An exact copy of every entry is needed, without any of the pictures.

> [Supplied records]
◆ ◆ ◆ ◆ ◆ ◆ ◆
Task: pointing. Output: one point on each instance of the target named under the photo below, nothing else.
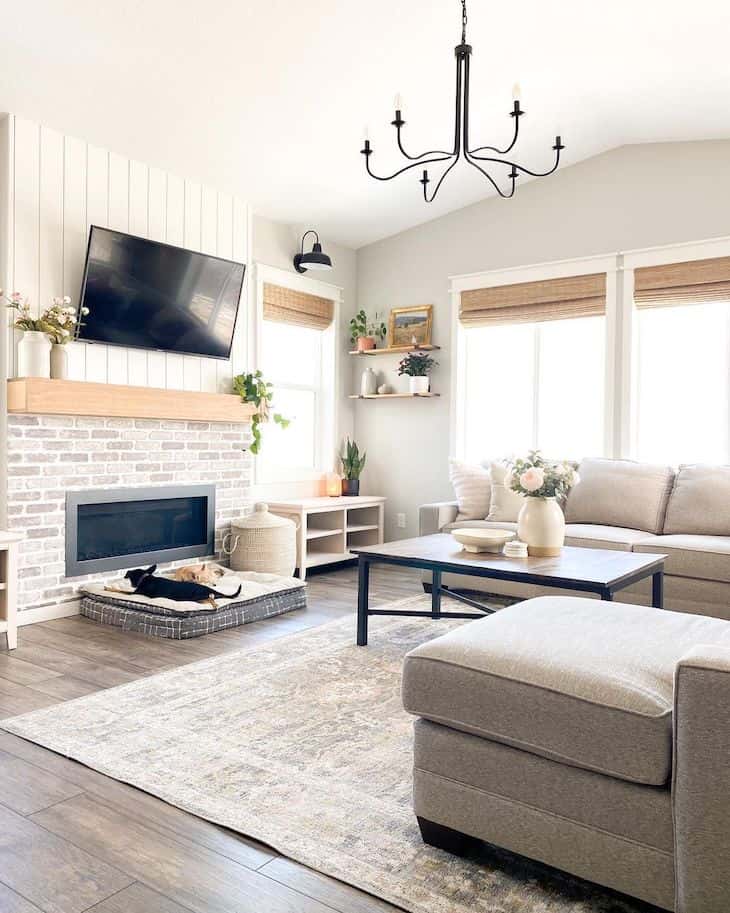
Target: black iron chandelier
(461, 138)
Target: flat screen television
(148, 295)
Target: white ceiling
(269, 100)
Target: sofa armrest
(701, 780)
(433, 517)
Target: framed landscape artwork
(411, 326)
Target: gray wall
(631, 197)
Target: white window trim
(331, 364)
(632, 260)
(607, 264)
(620, 419)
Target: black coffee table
(586, 570)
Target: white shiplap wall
(57, 186)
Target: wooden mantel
(37, 396)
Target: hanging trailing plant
(252, 388)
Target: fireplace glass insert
(128, 527)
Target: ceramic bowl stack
(482, 540)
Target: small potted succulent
(417, 366)
(364, 333)
(353, 463)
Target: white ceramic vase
(34, 354)
(59, 362)
(368, 382)
(418, 384)
(541, 525)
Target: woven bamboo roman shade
(530, 302)
(285, 305)
(682, 283)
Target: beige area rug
(302, 743)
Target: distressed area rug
(302, 743)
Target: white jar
(418, 384)
(34, 354)
(59, 362)
(541, 525)
(368, 382)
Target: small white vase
(418, 384)
(34, 355)
(368, 382)
(541, 525)
(59, 362)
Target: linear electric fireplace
(126, 527)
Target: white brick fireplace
(49, 455)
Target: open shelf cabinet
(327, 527)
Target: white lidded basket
(262, 542)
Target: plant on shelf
(417, 366)
(353, 463)
(544, 484)
(364, 333)
(252, 388)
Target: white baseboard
(45, 613)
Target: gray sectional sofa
(620, 504)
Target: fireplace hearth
(126, 527)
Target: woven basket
(262, 542)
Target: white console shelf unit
(328, 527)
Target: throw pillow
(620, 493)
(506, 504)
(471, 488)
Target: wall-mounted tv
(148, 295)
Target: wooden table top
(590, 565)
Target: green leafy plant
(252, 388)
(352, 461)
(416, 364)
(361, 326)
(537, 477)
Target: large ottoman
(594, 737)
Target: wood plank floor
(72, 840)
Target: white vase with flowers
(545, 485)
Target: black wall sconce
(315, 259)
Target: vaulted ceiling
(269, 100)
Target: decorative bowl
(482, 540)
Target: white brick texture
(50, 455)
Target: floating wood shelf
(396, 350)
(393, 395)
(37, 396)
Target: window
(682, 406)
(534, 385)
(296, 353)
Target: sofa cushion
(582, 682)
(591, 535)
(472, 489)
(700, 501)
(620, 493)
(505, 503)
(702, 557)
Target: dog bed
(262, 596)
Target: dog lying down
(146, 584)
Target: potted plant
(352, 466)
(417, 366)
(365, 333)
(541, 524)
(252, 388)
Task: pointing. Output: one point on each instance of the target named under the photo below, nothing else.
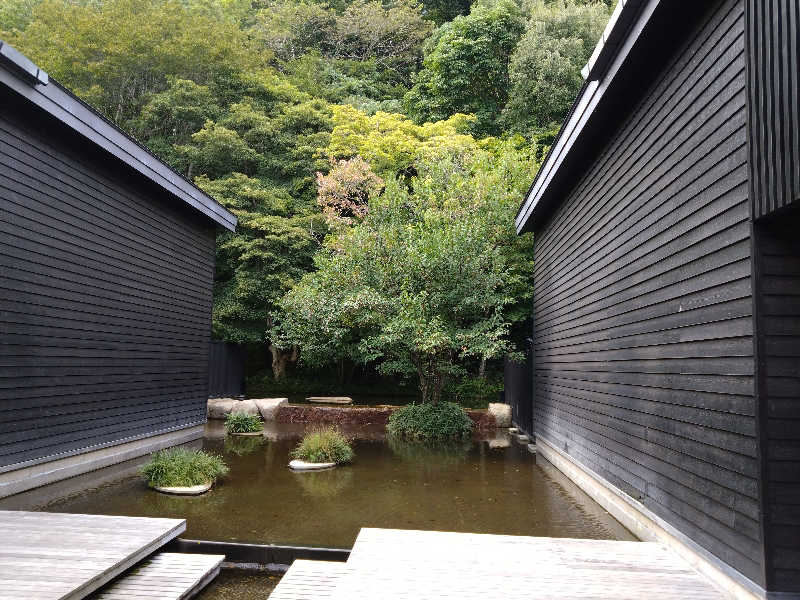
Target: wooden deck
◆ ◆ ◆ ◆ ◆ ◆ ◆
> [Task answer]
Task: pointing. Output: one point on each instance of the target named under the photo below, nothing else.
Target: black iron chandelier
(461, 138)
Target: flat screen television
(148, 295)
Target: white ceiling
(269, 100)
Target: sofa armrest
(701, 780)
(433, 517)
Target: framed landscape artwork
(411, 326)
Target: gray wall
(631, 197)
Target: white window trim
(331, 364)
(632, 260)
(607, 264)
(620, 419)
Target: black coffee table
(586, 570)
Target: white shiplap wall
(57, 186)
Target: wooden mantel
(37, 396)
Target: hanging trailing plant
(252, 388)
Target: fireplace glass insert
(128, 527)
Target: ceramic bowl stack
(482, 540)
Target: small potted succulent
(417, 366)
(364, 333)
(353, 463)
Target: white ceramic vase
(34, 354)
(59, 362)
(368, 382)
(418, 384)
(541, 525)
Target: woven bamboo roman shade
(530, 302)
(285, 305)
(682, 283)
Target: beige area rug
(302, 743)
Target: distressed area rug
(302, 743)
Target: white jar
(418, 384)
(34, 354)
(59, 362)
(541, 525)
(368, 382)
Target: small white vase
(418, 384)
(34, 355)
(368, 382)
(541, 525)
(59, 362)
Target: linear electric fireplace
(126, 527)
Target: white brick fireplace
(49, 455)
Target: open shelf cabinet
(327, 527)
Target: white lidded basket
(262, 542)
Target: plant on shelf
(417, 366)
(353, 463)
(544, 484)
(364, 333)
(252, 388)
Target: white baseboard
(45, 613)
Target: gray sectional sofa
(620, 504)
Target: fireplace hearth
(126, 527)
Target: woven basket
(262, 542)
Target: white console shelf unit
(328, 527)
Target: throw pillow
(620, 493)
(506, 504)
(471, 488)
Target: wall-mounted tv
(148, 295)
Target: wooden table top
(590, 565)
Target: green leafy plant
(252, 388)
(352, 461)
(416, 364)
(361, 326)
(537, 477)
Target: large ottoman
(594, 737)
Target: wood plank floor
(72, 840)
Target: white vase with flowers
(545, 485)
Target: black wall sconce
(315, 259)
Target: vaulted ceiling
(269, 100)
Target: decorative bowl
(482, 540)
Target: white brick texture
(50, 455)
Target: floating wood shelf
(396, 350)
(393, 395)
(37, 396)
Target: window
(682, 406)
(534, 385)
(296, 353)
Target: sofa cushion
(582, 682)
(591, 535)
(472, 489)
(700, 501)
(620, 493)
(505, 503)
(702, 557)
Target: dog bed
(262, 596)
Target: dog lying down
(146, 584)
Target: potted plant
(352, 466)
(417, 366)
(365, 333)
(541, 524)
(252, 388)
Task: pointing. Output: one point on each instance of the target named under the photo below, nothing else.
Target: wooden deck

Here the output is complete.